++++ Source information
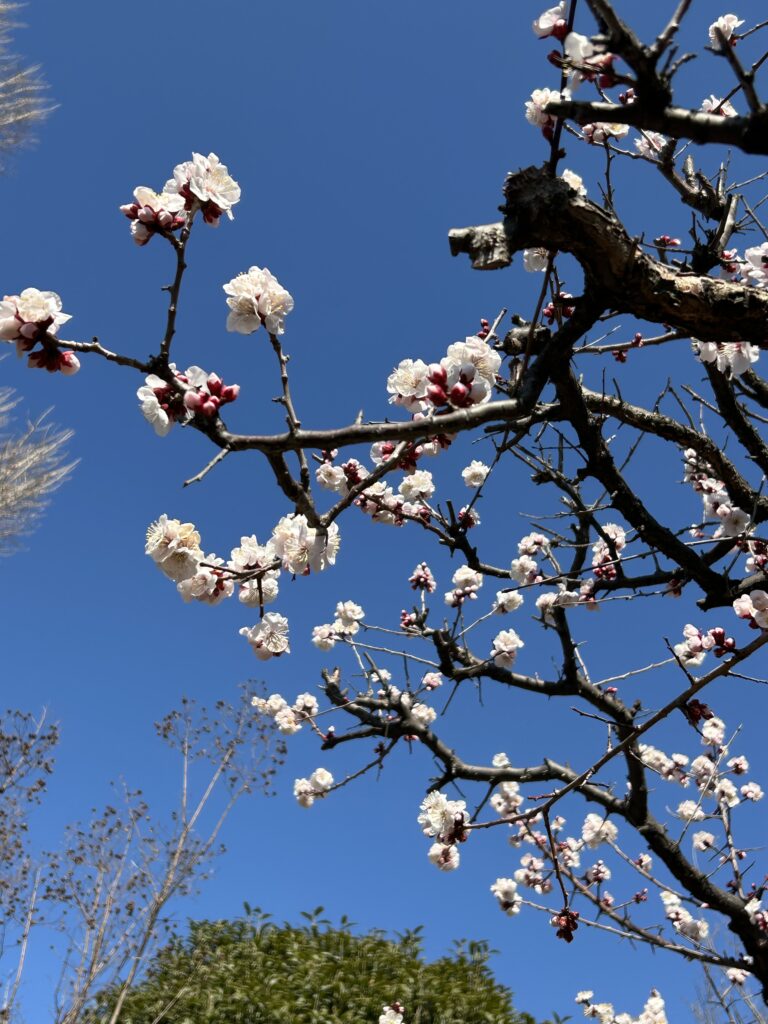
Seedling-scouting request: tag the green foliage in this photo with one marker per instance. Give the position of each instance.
(252, 971)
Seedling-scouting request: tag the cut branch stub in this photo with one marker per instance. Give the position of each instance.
(545, 212)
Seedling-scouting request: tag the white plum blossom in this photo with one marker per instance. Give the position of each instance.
(649, 144)
(325, 637)
(209, 584)
(348, 616)
(752, 791)
(331, 477)
(431, 680)
(525, 569)
(535, 260)
(269, 706)
(26, 316)
(753, 606)
(713, 732)
(302, 548)
(504, 651)
(424, 715)
(258, 558)
(532, 544)
(574, 180)
(732, 357)
(256, 297)
(757, 258)
(307, 791)
(269, 637)
(474, 474)
(738, 765)
(306, 705)
(466, 582)
(507, 600)
(535, 113)
(204, 183)
(155, 397)
(417, 485)
(322, 780)
(505, 891)
(152, 212)
(713, 104)
(444, 857)
(174, 547)
(690, 810)
(600, 131)
(408, 385)
(693, 648)
(551, 22)
(287, 721)
(727, 24)
(596, 830)
(702, 841)
(440, 816)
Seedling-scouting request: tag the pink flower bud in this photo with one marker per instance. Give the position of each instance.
(459, 394)
(69, 364)
(437, 375)
(194, 400)
(436, 395)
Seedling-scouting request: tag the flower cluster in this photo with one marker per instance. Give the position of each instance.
(318, 784)
(464, 377)
(732, 357)
(653, 1011)
(696, 645)
(294, 546)
(288, 718)
(201, 183)
(345, 625)
(254, 298)
(196, 393)
(467, 583)
(552, 23)
(718, 505)
(154, 213)
(34, 318)
(445, 821)
(753, 607)
(725, 25)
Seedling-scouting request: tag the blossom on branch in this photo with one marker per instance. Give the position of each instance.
(551, 23)
(727, 25)
(153, 213)
(174, 547)
(257, 297)
(204, 183)
(34, 317)
(269, 637)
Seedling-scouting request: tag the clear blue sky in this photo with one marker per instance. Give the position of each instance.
(359, 134)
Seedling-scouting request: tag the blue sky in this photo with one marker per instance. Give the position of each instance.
(359, 135)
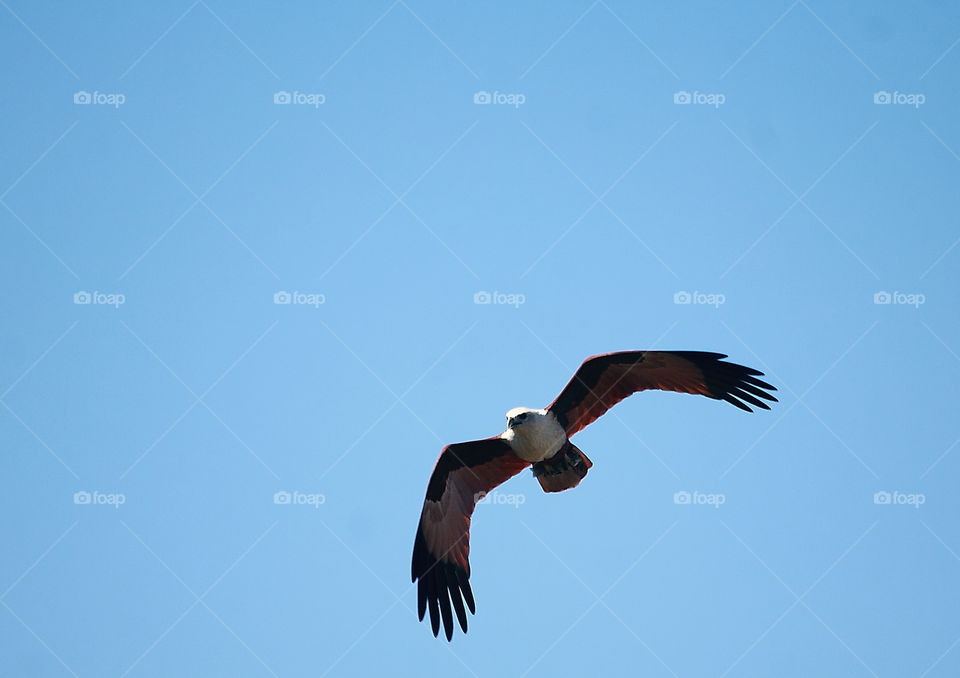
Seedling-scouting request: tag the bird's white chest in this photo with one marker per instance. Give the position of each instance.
(536, 440)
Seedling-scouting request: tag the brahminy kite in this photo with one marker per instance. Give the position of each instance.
(465, 472)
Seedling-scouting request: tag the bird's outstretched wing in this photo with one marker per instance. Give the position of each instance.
(464, 472)
(604, 380)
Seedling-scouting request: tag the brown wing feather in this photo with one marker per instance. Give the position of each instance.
(441, 550)
(604, 380)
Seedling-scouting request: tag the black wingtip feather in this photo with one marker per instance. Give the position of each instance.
(737, 384)
(440, 584)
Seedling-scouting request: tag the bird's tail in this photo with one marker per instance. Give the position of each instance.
(563, 470)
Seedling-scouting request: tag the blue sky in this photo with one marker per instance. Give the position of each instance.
(774, 181)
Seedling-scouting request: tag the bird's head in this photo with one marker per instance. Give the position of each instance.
(518, 416)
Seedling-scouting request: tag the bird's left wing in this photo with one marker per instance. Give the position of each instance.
(464, 472)
(604, 380)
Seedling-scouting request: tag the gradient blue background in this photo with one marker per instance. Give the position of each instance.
(398, 199)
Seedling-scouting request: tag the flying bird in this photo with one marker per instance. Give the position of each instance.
(540, 439)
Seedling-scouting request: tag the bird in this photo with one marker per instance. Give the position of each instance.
(540, 439)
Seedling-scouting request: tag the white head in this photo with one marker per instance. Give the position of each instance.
(519, 416)
(533, 434)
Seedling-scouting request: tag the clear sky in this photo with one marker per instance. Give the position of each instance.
(173, 172)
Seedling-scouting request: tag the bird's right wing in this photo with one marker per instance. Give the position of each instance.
(604, 380)
(463, 474)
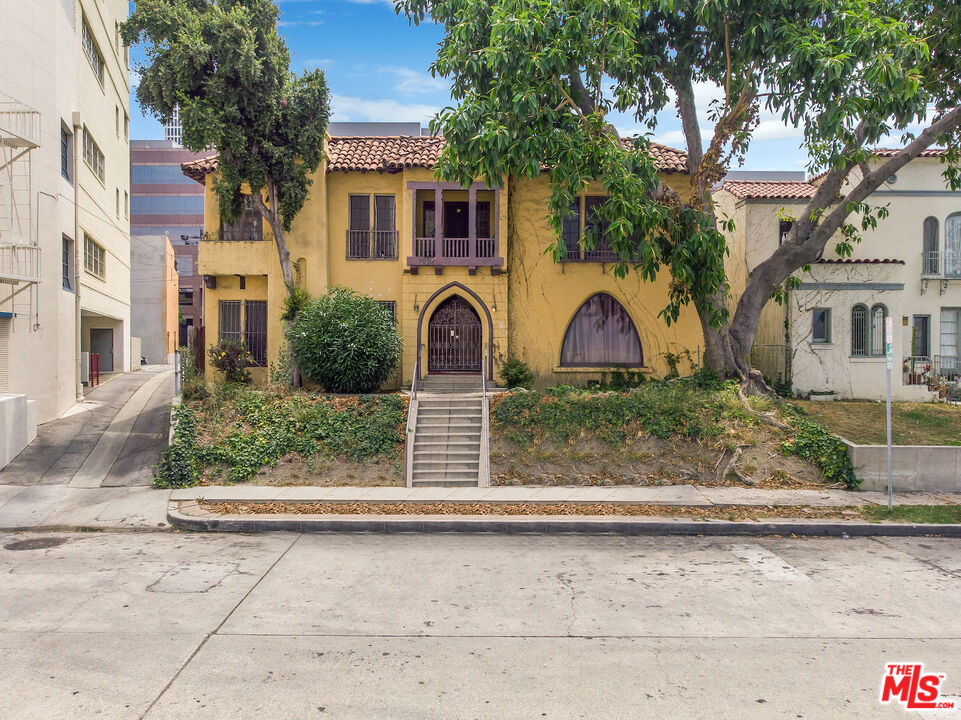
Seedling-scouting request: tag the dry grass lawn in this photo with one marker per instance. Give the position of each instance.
(863, 422)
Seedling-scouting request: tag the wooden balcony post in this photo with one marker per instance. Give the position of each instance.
(472, 221)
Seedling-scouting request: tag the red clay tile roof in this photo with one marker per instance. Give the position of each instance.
(770, 189)
(891, 152)
(198, 169)
(860, 261)
(393, 154)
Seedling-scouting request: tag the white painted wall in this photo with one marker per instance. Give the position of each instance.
(45, 68)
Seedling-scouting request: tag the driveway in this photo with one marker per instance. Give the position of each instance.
(112, 439)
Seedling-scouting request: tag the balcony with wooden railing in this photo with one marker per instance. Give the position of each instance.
(454, 226)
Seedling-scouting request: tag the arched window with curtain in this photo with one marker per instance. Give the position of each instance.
(601, 334)
(952, 246)
(931, 259)
(878, 314)
(859, 331)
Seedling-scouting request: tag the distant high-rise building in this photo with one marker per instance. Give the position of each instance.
(173, 130)
(165, 202)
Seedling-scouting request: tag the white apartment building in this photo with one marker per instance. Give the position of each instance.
(829, 337)
(64, 239)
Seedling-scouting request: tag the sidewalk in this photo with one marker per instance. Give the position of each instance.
(187, 511)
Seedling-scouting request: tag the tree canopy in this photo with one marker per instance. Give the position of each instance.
(225, 65)
(534, 82)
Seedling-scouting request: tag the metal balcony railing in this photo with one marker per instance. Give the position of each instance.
(936, 264)
(19, 263)
(371, 244)
(19, 123)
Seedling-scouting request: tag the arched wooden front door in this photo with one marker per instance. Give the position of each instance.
(454, 338)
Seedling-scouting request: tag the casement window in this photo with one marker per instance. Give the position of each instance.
(229, 320)
(245, 320)
(821, 326)
(91, 49)
(255, 330)
(66, 263)
(66, 153)
(372, 227)
(94, 257)
(952, 246)
(949, 364)
(867, 330)
(92, 155)
(601, 334)
(247, 228)
(575, 233)
(931, 259)
(784, 229)
(390, 306)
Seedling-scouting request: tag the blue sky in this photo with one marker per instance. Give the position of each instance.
(377, 69)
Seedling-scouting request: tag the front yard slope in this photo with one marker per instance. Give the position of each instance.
(689, 430)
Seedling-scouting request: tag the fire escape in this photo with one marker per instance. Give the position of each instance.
(19, 252)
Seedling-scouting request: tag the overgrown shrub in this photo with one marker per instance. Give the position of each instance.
(232, 358)
(345, 342)
(179, 463)
(516, 373)
(816, 444)
(266, 427)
++++++++
→ Work task: Retype each entry exactly. No pictures.

→ Output of the exercise:
Seedling-scouting request: tag the green foliage in this photo with one marker per instance. Give the position of each instance.
(252, 971)
Seedling-scouting request: tag the cut branch stub in this photo with one marker per instance. Give the position of each instance.
(545, 212)
Seedling-scouting request: tag the white plum blossom in this photo with one marker per instance. Give the position of each instance.
(649, 144)
(325, 637)
(209, 584)
(348, 616)
(752, 791)
(331, 477)
(431, 680)
(525, 569)
(535, 260)
(269, 706)
(26, 316)
(753, 606)
(713, 732)
(302, 548)
(504, 651)
(424, 715)
(258, 558)
(532, 544)
(574, 180)
(732, 357)
(256, 297)
(757, 258)
(307, 791)
(269, 637)
(474, 474)
(738, 765)
(306, 705)
(466, 582)
(507, 600)
(535, 113)
(204, 183)
(155, 397)
(417, 485)
(322, 780)
(505, 891)
(152, 212)
(713, 104)
(444, 857)
(174, 547)
(690, 810)
(600, 131)
(408, 385)
(693, 648)
(551, 22)
(287, 721)
(727, 24)
(596, 830)
(702, 841)
(440, 816)
Seedling-scouting request: tag the pink flower bud in this photo with one marker per instance. Give the position of each instance.
(459, 394)
(69, 364)
(437, 375)
(194, 400)
(436, 395)
Seedling-scouting request: tag the flower cluster in this photo with one marker per instance. Give the position of each instance.
(318, 784)
(464, 377)
(732, 357)
(653, 1011)
(696, 645)
(294, 546)
(288, 718)
(201, 183)
(345, 625)
(254, 298)
(196, 393)
(467, 583)
(552, 23)
(718, 505)
(154, 213)
(34, 318)
(445, 821)
(753, 607)
(725, 25)
Seedling-scouting request: tag the blossom on branch in this photo with one marker per instance. Give the position of each instance.
(551, 23)
(727, 25)
(153, 213)
(174, 547)
(257, 297)
(204, 183)
(34, 317)
(269, 637)
Seedling-scouting request: tag the clear blue sky in this photo with one marker per instance. Give the position of each instance.
(359, 134)
Seedling-scouting request: tag the blue sky in this photo with one marker per instance. Give the position of each instance.
(359, 135)
Seedling-scouting request: tag the bird's white chest in this photo with one marker per instance. Give the position of each instance.
(536, 440)
Seedling-scouting request: tag the brahminy kite in this photo with one marker per instance. Give the position of each instance.
(465, 472)
Seedling-scouting request: tag the bird's outstretched wing in this photo with one marker per instance. Give the position of each instance.
(464, 472)
(604, 380)
Seedling-scouting request: tag the brown wing feather in this photo with one marker per instance. Give the position of each instance.
(441, 550)
(604, 380)
Seedling-scouting request: tag the black wingtip feather in this photo with one marker per instance. Give the position of each instance.
(737, 384)
(440, 584)
Seedling-scouting request: tag the bird's tail in this photo with one marker per instance. Give the position of each instance.
(563, 470)
Seedling-scouting request: tag the blue sky in this photo with one marker per instance. Give the position of each instance.
(774, 181)
Seedling-scouting request: tag the bird's head in this photo with one marker per instance. Give the position of each instance.
(518, 416)
Seedling-scouting request: tag the bird's left wing in this photo with one marker per instance. Give the position of each instance.
(464, 472)
(604, 380)
Seedling-scouting request: tag the gradient blue background in this photo with one marker per instance. Give the position of each instance.
(398, 199)
Seedling-scouting request: tag the flying bird in this photo with one marker per instance. Give the position of each instance.
(540, 439)
Seedling-scouting request: tag the bird in this photo with one marker per instance. Give the position of each instance.
(540, 439)
Seedling-scouting request: tag the white head in this photo with one marker per instance. Give the position of each instance.
(519, 416)
(533, 434)
Seedling-scouting request: tag the clear sky in this photo with one marker per instance. Give the position of each instance.
(173, 172)
Seedling-scouting request: tag the bird's right wing in this photo with one marker per instance. Give the position of each instance.
(604, 380)
(463, 474)
Seedling-scouting request: tag the dry grass lawn in this photo with one marker per instance. Give the position of each instance.
(863, 422)
Seedling-scouting request: tag the wooden balcony post in this photo with one marker per instance. Give the position of each instance.
(472, 221)
Seedling-scouting request: tag the red clay tile roof in this photo with one marker per instance. Give the position of each instance.
(770, 189)
(891, 152)
(198, 169)
(860, 261)
(393, 154)
Seedling-scouting request: tag the white painted wall in this photo with one marker per instance. Give the position of each instance.
(45, 68)
Seedling-scouting request: tag the driveway in this photo with one marker per instance. Give the position of each instance.
(112, 439)
Seedling-scouting request: tag the balcony with wooden railing in this photo with one marker per instance. Give the position of each instance.
(454, 226)
Seedling-scouting request: tag the arched window with curtain in this photo with one marker per instance. Give the position of each instance.
(601, 334)
(952, 246)
(931, 259)
(878, 314)
(859, 331)
Seedling-scouting request: tag the distant high-rise building in this photo with one marker per instance. Give the position of each instance.
(173, 130)
(165, 202)
Seedling-scouting request: tag the white apartment building in this photo with one marker per instance. Give the position of each instance.
(829, 337)
(64, 239)
Seedling-scouting request: tag the sidewalk in this photo with one marker per instance. Give the position of each instance.
(187, 511)
Seedling-scouting request: tag the tree canopy in this photo with one marker per instance. Give the position of each instance.
(225, 65)
(534, 82)
Seedling-scouting request: tag the metal balcony railing in this photo with one marker per instance. Give the position of each instance.
(936, 264)
(19, 263)
(371, 244)
(19, 123)
Seedling-scouting request: tag the arched wooden front door in this photo with one marker per instance. Give the position of each instance.
(454, 338)
Seedling-scouting request: tag the casement window in this photo with one marker per instance. Give the position of each instance.
(229, 320)
(245, 320)
(821, 326)
(91, 49)
(255, 330)
(66, 263)
(66, 153)
(372, 227)
(94, 257)
(952, 246)
(949, 364)
(867, 330)
(92, 155)
(601, 334)
(247, 228)
(575, 233)
(931, 259)
(784, 229)
(390, 306)
Seedling-scouting request: tag the blue sky in this photo with one marker per instance. Give the position of each instance.
(377, 69)
Seedling-scouting request: tag the front yard slope in this photo with one marker per instance. Give the position of each instance.
(689, 430)
Seedling-scouting request: tag the fire escape in this photo with one marker per instance. Give the position of each instance.
(19, 252)
Seedling-scouting request: tag the overgrown shrub in this photo with one marker per instance. Give the position of each instance.
(232, 358)
(345, 342)
(179, 463)
(516, 373)
(816, 444)
(266, 427)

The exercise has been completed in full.